Paper Anchor Co. was legally established in June 2017 (when I purchased 100 of my first enamel pin), but it actually started in 2013. It has been a slow and steady growth (with me always working 1-2 jobs throughout it all) and I thought I’d share my story for anyone who is interested in my solopreneur journey. ✨
It all started late 2012 with me designing my graduation announcement and painting my very first greeting card as a takeaway at my portfolio show. After graduation, I accepted a part-time wedding stationery design position (while still working as a server at night). There I fell in love with print, paper and designing a tangible product.
At the end of 2013, I went into the cutest gift shop Sweet Paper in the hopes of them carrying my very small card line, (I think I had 5 designs) and instead was offered a part-time design/assistant position (again while working as a server by night). It was there that I learned so much about the stationery industry – pricing, order minimums, industry standards and about Proof to Product's Katie Hunt with the dream of one day attending her Tradeshow Bootcamp conference.
From there I went on my own designing wedding stationery and painting day-of signage, selling a few greeting cards on Etsy and still working as a cocktail server.
========================================
Directive: Carry on the account of how Paper Anchor Co. began, picking up after its last sentence. The records that come next are separate material and are not part of the text.
========================================
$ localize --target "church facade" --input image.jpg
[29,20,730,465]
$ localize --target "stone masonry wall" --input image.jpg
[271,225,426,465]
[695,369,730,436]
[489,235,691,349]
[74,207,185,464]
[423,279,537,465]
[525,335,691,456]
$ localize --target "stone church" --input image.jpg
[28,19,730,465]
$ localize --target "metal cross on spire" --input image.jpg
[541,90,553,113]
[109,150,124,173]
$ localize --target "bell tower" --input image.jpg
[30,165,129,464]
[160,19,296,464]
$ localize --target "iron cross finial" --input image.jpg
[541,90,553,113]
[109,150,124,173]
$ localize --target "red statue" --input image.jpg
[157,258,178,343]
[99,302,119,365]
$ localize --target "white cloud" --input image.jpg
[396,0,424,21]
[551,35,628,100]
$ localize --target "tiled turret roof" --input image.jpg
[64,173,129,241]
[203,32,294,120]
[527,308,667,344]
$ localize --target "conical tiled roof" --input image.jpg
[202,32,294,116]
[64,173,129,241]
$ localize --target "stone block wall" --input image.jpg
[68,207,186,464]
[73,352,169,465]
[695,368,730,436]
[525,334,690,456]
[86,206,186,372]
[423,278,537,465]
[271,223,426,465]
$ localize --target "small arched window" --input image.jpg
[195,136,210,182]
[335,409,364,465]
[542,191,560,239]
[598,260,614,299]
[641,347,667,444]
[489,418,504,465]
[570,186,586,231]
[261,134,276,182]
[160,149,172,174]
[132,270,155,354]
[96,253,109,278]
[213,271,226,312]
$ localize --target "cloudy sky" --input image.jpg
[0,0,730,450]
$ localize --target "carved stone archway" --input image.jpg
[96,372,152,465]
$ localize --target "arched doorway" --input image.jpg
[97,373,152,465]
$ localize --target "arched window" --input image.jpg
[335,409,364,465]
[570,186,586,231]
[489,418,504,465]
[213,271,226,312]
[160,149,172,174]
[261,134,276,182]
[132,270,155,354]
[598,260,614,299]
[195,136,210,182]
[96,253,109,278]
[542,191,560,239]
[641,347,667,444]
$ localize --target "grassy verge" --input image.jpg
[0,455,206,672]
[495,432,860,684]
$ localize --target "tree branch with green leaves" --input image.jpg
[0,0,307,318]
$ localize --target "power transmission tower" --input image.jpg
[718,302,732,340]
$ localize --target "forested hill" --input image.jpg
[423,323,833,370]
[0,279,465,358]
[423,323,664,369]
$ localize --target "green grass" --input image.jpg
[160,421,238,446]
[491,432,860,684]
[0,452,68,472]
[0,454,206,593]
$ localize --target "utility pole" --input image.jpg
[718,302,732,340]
========================================
Reply:
It wasn’t until mid 2015 when a client requested I make something new for their special day – a Snapchat Geofilter. This is where my business shifted, where creating a digital asset offered me the opportunity of financial growth without having to initially invest in a product. I quickly became Etsy’s top selling Geofilter shop and had to templatize my designs to efficiently run the shop while still working full-time as a designer at a local brewery.
And then we get to 2017, geofilters started slowing down when Instagram Stories came into play and I saw the need to shift again. I had used that equity to start really paying off my student loans and then used the rest to invest into a newly popular accessory – lapel pins. I started with three designs and from there used that income to reinvest in my business and pay off my loans while still working full-time as a graphic designer.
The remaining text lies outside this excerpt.